- **Prompt**: Reproduce, word for word, the passage of the Kandahar Airfield thread between "## Big Foot" and "the good work!", inclusive.

# Lather, Rinse, Repeat: Life at Kandahar Airfield



## toyotatundra (1 Jul 2011)

> Back in 2007, Kandahar Airfield (KAF) in every aspect was your average small town of 15,000 people — we had fire and police departments, a post office, bus routes, coffee shops and restaurants, shops, banks, garages.
> 
> The main difference was that everyone dressed more or less the same and carried high-powered firearms (so maybe it’s an average small Texas town). And with any small town there is only so many things to do in the run of a day.



http://afghanistan.nationalpost.com/lather-rinse-repeat-life-at-kandahar-airfield/


----------



## KAFoodie (26 Jul 2011)

If you want real info on at least one aspect of life at KAF, my food critics blog of the KAF eateries may make you smile. justdfacsmaam.wordpress.com
I'm retired Cdn military and been working as a civie in KAF for 2 1/2 years so I know what I'm talking about...probably more than the National Post does.


----------



## Big Foot (31 Aug 2011)

KAFoodie, just read your blog, couldn't help but laugh.  I'm now using it to tell people what life is like over here, especially now that you've branched out from just reviewing DFACs.  Keep up the good work!


----------



## Pieman (31 Aug 2011)

Got trapped in KAF for a little bit myself. Don't miss it at all. Loved being out on the road or in a FOB. Although there is a lot less to do in a FOB, the time seemed to pass more easily.


----------



## KAFoodie (4 Nov 2011)

Thanks...more updates on the blog now: justdfacsmaam.wordpress.com


----------



## eurowing (4 Nov 2011)

It is a great read.  Hi to the boys and the girl.


----------

- **Information shown**:
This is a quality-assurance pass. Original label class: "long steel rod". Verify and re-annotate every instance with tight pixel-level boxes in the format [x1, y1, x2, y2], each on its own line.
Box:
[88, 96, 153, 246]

- **Response to this exercise**:
## Big Foot (31 Aug 2011)

KAFoodie, just read your blog, couldn't help but laugh.  I'm now using it to tell people what life is like over here, especially now that you've branched out from just reviewing DFACs.  Keep up the good work!